Work instructions >> Whenever "below" occurs in a line of the material, list that line.

Task input >>
:::
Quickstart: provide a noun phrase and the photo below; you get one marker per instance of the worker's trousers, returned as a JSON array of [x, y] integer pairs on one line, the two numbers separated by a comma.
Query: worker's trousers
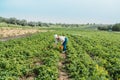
[[64, 44]]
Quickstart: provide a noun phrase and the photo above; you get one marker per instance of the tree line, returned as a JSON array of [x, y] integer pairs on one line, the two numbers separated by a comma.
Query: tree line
[[24, 22]]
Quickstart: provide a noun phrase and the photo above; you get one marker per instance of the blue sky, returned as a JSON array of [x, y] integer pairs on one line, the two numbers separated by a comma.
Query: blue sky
[[63, 11]]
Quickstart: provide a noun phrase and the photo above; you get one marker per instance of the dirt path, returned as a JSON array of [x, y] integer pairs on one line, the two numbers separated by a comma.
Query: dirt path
[[62, 74]]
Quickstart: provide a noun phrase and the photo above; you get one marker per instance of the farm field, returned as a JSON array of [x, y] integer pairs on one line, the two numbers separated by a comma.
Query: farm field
[[91, 55]]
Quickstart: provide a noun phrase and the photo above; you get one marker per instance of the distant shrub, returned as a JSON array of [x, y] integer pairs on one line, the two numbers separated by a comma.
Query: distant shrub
[[116, 27]]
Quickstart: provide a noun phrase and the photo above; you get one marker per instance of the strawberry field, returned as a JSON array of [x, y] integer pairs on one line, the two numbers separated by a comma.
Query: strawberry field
[[91, 55]]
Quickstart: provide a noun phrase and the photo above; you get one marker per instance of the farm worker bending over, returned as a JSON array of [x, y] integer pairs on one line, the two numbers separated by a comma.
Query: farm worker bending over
[[63, 41]]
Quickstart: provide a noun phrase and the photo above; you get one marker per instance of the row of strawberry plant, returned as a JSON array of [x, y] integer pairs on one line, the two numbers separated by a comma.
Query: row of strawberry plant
[[32, 56], [80, 66]]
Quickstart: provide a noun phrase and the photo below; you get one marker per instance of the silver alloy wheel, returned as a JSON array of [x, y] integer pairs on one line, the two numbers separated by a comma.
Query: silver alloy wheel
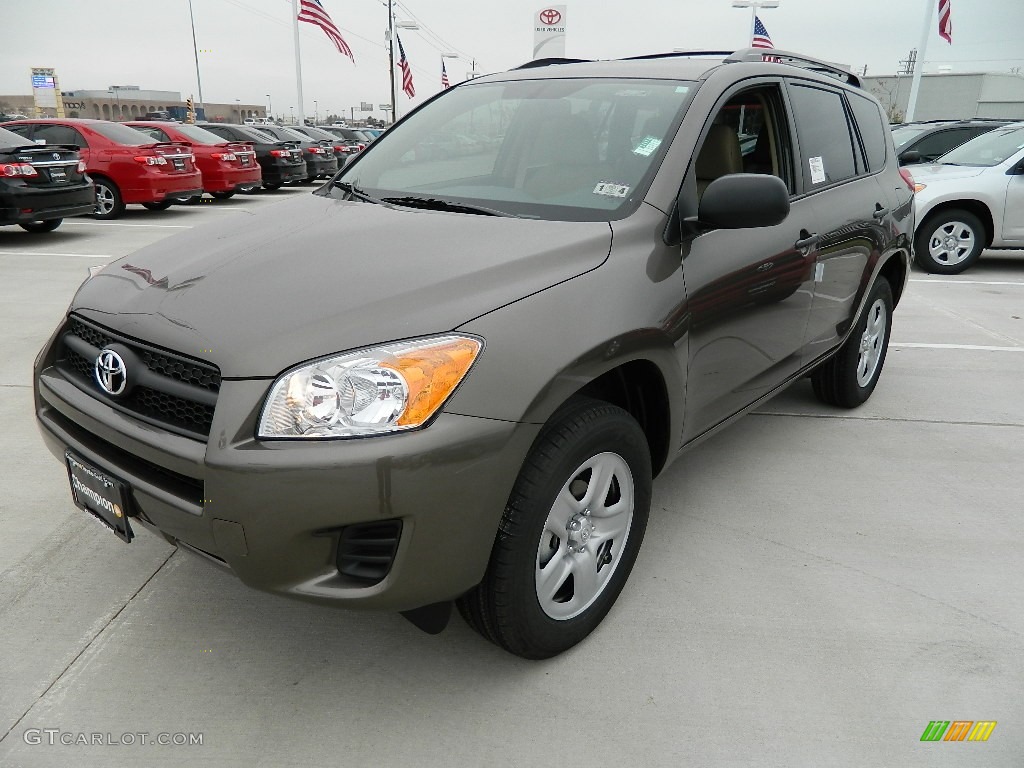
[[950, 243], [871, 343], [584, 536], [104, 200]]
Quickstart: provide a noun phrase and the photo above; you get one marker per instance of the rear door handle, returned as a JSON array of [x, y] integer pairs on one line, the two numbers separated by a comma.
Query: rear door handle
[[806, 241]]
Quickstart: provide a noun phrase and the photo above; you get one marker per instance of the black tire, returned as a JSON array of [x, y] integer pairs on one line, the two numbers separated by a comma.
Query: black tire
[[949, 242], [110, 205], [848, 378], [41, 226], [505, 607]]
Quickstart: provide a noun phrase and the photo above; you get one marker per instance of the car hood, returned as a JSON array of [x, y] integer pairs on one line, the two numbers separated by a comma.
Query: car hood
[[315, 275], [937, 172]]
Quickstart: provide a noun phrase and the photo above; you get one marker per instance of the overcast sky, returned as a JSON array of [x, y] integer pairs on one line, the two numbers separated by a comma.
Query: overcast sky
[[246, 46]]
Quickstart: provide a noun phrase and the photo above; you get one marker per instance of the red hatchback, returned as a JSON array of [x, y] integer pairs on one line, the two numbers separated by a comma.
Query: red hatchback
[[227, 167], [125, 165]]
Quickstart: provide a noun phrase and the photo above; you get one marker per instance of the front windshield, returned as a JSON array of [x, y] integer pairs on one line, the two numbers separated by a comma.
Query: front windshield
[[571, 150], [906, 133], [987, 150]]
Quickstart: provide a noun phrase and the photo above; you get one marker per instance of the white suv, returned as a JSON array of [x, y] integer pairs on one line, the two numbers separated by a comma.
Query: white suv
[[971, 199]]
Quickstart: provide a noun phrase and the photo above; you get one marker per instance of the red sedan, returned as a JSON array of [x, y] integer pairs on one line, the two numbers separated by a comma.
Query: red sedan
[[125, 165], [226, 166]]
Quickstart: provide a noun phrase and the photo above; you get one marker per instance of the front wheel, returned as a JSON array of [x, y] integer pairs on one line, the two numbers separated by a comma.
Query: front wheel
[[569, 536], [109, 202], [949, 242], [41, 226], [848, 378]]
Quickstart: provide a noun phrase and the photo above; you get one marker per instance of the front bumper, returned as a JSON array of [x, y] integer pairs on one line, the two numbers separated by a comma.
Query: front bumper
[[273, 512]]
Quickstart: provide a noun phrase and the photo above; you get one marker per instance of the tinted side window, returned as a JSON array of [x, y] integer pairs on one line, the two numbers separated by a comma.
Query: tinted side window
[[872, 132], [825, 144], [58, 134], [942, 141]]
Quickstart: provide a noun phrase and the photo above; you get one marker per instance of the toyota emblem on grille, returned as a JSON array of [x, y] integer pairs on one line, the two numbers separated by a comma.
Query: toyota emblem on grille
[[112, 376]]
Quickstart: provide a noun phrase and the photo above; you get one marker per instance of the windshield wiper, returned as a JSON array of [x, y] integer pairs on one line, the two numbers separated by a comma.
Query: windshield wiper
[[435, 204], [355, 193]]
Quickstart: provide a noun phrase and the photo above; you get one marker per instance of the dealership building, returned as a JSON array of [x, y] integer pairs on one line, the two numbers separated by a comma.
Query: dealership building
[[120, 102]]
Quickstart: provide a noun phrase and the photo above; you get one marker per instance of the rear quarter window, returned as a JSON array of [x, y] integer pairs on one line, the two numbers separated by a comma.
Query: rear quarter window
[[825, 143], [873, 132]]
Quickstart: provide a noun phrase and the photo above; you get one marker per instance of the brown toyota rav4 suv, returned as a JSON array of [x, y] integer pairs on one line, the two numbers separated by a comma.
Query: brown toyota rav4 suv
[[451, 381]]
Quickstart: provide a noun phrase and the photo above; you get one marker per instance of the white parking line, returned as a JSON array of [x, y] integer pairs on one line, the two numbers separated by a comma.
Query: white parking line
[[118, 223], [969, 282], [40, 253], [969, 347]]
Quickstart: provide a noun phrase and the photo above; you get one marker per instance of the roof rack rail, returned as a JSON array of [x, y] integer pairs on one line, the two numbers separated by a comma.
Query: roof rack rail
[[680, 54], [548, 61], [795, 59]]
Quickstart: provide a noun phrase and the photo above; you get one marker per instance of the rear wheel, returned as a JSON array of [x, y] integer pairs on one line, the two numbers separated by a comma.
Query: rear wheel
[[848, 378], [109, 202], [569, 535], [949, 242], [41, 226]]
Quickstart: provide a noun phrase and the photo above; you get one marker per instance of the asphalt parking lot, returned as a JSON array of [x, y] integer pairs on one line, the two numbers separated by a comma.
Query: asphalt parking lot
[[815, 586]]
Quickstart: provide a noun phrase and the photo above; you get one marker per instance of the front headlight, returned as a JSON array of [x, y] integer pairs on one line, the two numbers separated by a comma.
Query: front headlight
[[381, 389]]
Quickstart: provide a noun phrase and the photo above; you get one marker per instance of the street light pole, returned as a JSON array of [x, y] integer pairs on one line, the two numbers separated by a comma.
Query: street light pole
[[754, 5], [390, 55], [199, 80]]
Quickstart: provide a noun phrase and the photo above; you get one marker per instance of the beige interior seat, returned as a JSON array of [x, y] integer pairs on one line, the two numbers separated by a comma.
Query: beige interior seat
[[720, 156]]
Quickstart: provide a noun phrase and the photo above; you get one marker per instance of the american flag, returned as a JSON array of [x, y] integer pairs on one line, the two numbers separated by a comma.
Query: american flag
[[313, 12], [761, 38], [407, 71], [945, 24]]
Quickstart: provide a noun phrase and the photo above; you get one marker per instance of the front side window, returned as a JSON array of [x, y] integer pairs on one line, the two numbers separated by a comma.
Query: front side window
[[987, 150], [825, 143], [569, 150]]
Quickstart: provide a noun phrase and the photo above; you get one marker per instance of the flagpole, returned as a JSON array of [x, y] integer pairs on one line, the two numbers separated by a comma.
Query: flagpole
[[911, 104], [298, 58]]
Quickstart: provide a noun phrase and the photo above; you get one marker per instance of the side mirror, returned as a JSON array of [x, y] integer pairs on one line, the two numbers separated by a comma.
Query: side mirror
[[741, 201]]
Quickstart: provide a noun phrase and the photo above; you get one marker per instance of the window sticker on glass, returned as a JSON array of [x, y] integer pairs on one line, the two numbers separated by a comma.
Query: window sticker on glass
[[611, 189], [647, 145], [817, 170]]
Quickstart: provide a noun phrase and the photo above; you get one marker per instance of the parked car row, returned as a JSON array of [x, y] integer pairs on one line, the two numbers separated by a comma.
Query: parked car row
[[158, 163], [40, 185]]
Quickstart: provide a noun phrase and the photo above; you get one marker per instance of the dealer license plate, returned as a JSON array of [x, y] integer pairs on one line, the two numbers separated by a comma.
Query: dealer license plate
[[103, 497]]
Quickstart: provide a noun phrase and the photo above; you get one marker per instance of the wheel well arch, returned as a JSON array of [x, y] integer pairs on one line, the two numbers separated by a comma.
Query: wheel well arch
[[979, 209], [639, 388], [895, 270]]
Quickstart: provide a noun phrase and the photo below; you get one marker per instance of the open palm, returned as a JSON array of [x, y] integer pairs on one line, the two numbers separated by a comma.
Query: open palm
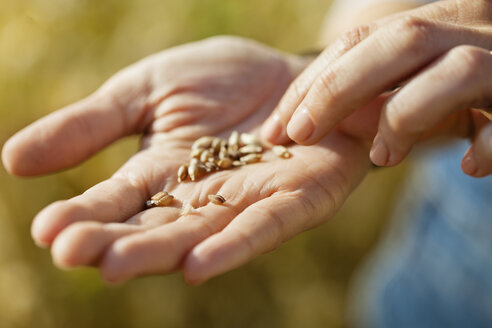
[[210, 87]]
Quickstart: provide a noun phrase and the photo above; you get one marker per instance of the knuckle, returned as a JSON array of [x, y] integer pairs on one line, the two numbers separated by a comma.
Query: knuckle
[[352, 37], [399, 120], [417, 33], [471, 59], [327, 85]]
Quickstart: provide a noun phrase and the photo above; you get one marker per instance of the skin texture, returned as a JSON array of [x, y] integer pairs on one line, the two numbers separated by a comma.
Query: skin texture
[[210, 87], [439, 57]]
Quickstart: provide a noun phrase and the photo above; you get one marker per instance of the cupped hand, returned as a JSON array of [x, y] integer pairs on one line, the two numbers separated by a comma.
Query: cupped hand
[[210, 87], [438, 56]]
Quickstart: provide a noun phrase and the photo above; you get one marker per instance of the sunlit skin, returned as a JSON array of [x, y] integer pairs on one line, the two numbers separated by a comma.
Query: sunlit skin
[[210, 87], [440, 57]]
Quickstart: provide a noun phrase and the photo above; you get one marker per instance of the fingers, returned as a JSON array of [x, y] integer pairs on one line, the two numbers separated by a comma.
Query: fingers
[[70, 135], [113, 200], [451, 84], [260, 228], [161, 250], [273, 130], [83, 243], [477, 162], [384, 59]]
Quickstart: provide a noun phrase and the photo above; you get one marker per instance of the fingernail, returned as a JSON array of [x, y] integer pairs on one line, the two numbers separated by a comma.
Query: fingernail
[[300, 126], [272, 129], [379, 152], [468, 164]]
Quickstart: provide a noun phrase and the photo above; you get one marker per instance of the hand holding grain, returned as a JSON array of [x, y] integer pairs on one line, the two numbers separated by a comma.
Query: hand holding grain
[[212, 87]]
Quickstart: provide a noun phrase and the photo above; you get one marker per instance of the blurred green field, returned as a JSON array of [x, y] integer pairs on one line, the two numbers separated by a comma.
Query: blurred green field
[[53, 52]]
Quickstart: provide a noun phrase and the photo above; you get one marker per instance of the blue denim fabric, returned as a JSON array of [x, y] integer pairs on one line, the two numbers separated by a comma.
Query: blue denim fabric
[[434, 267]]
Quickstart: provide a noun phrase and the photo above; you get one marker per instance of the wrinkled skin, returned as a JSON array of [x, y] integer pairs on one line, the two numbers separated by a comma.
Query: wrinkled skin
[[210, 87], [438, 55]]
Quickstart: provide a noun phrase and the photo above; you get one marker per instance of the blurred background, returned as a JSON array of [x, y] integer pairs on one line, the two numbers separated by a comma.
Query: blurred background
:::
Output of the task >>
Quickstart: provide a noun phrase and the photo below; you get one marker per instance of the worker's trousers, returned as a JSON array of [x, y] integer pairs on one line, the two numbers separated by a comma.
Quickstart: provide a noun phrase and the photo below; you get one marker per instance of the silver alloy wheel, returned as a JSON array of [x, y] integer pairs on one line, the two numbers separated by a comma.
Quickstart: provide a noun phrase and the photo below; you get one marker per instance of the open palm, returned as a JSON array of [x, y] integer pairs on one line, the two numbers separated by a comma.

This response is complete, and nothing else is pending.